*Exercice court a:* Pouvez-vous recopier fidèlement le passage du texte sur le co-développement qui commence par "Le co-développement c'est" et va jusqu'à "aux populations locales." ?

Le co-développement c'est la gestion partagée et l'action à la source pour améliorer les conditions de vie. Cela parait évident, et pourtant ce n'est pas du tout le chemin de nos politiques actuelles. Il nous faut accompagner les nouvelles autorités issues de la révolution en Tunisie et en Egypte vers le développement démocratique et économique. Les politiques européennes doivent se concentrer sur les projets qui visent à créer de l'emploi et dynamiser l'économie. De manière plus générale, le co-développement doit à la fois se concentrer sur le rétablissement d'une agriculture de proximité car il faut en finir avec la monoculture et l'agriculture d'exportation qui ont produit des dégâts irrémédiables dans les pays en développement et promouvoir un développement économique auto centré, destiné aux populations locales.
Il s'agit aussi d'améliorer la gestion de l'aide au développement; de nombreuses études mais aussi les milliards «retrouvés» récemment chez Z.Ben Ali et H.Moubarak nous confortent dans l'idée qu'une partie des fonds accordés par l'UE et d'autres instances ne parviennent pas jusqu'à leurs destinataires. Il est extrêmement difficile d'assurer le suivi concret des aides et encore plus d'apparaître en donneur de leçons alors même qu'à cet égard les pays africains n'ont pas le monopole du détournement des fonds et de la corruption (les exemples sont nombreux en Europe). Le suivi des aides reste cependant une tâche essentielle, que l'UE s'efforce de réaliser sur son propre territoire, et qui doit être une réalité partout où des fonds sont accordés sur des projets précis.
Pour développer une gestion plus «apaisée» des migrations, l'autre priorité selon moi est de permettre les allers-retours entre les pays d'émigration et d'immigration. Il nous faut organiser ce droit à l'aller-retour pour ceux qui le désirent; une telle politique permettrait à ceux qui veulent de venir pour quelques mois, de repartir et de revenir ensuite ; elle enlèverait la pression sur les migrants qui ne seraient plus obligés de faire un choix définitif, de payer très cher des passeurs, d'entreprendre des voyages dangereux au péril de leur vie, et de se voir, en cas d'échec, perçus comme la honte de leur entourage. En étant encadrée, une telle politique permettrait une gestion apaisée des flux. La Commission européenne a fait une proposition allant dans ce sens pour les travailleurs saisonniers venant de pays tiers mais elle a suscité une levée de boucliers dans plusieurs Etats membres et il n'est pas sûr qu'elle puisse voir le jour.

*Éléments d'annotation de régions:*
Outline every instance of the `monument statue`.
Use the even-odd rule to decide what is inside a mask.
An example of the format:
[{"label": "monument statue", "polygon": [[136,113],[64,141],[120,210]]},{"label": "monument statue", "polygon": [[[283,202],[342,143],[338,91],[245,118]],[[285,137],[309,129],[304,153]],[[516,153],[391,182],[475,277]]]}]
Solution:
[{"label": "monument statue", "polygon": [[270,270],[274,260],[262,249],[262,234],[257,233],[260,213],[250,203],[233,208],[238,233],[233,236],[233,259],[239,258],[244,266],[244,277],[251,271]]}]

*Exercice court b:* Pouvez-vous réécrire tous les enregistrements ci-dessus en substituant "nonzero" à "even-odd", sans rien changer d'autre ?

*Solution rédigée a:*
Le co-développement c'est la gestion partagée et l'action à la source pour améliorer les conditions de vie. Cela parait évident, et pourtant ce n'est pas du tout le chemin de nos politiques actuelles. Il nous faut accompagner les nouvelles autorités issues de la révolution en Tunisie et en Egypte vers le développement démocratique et économique. Les politiques européennes doivent se concentrer sur les projets qui visent à créer de l'emploi et dynamiser l'économie. De manière plus générale, le co-développement doit à la fois se concentrer sur le rétablissement d'une agriculture de proximité car il faut en finir avec la monoculture et l'agriculture d'exportation qui ont produit des dégâts irrémédiables dans les pays en développement et promouvoir un développement économique auto centré, destiné aux populations locales.

*Solution rédigée b:*
Outline every instance of the `monument statue`.
Use the nonzero rule to decide what is inside a mask.
An example of the format:
[{"label": "monument statue", "polygon": [[136,113],[64,141],[120,210]]},{"label": "monument statue", "polygon": [[[283,202],[342,143],[338,91],[245,118]],[[285,137],[309,129],[304,153]],[[516,153],[391,182],[475,277]]]}]
Solution:
[{"label": "monument statue", "polygon": [[270,270],[274,260],[262,249],[262,234],[257,233],[260,213],[250,203],[233,208],[238,233],[233,236],[233,259],[239,258],[244,266],[244,277],[251,271]]}]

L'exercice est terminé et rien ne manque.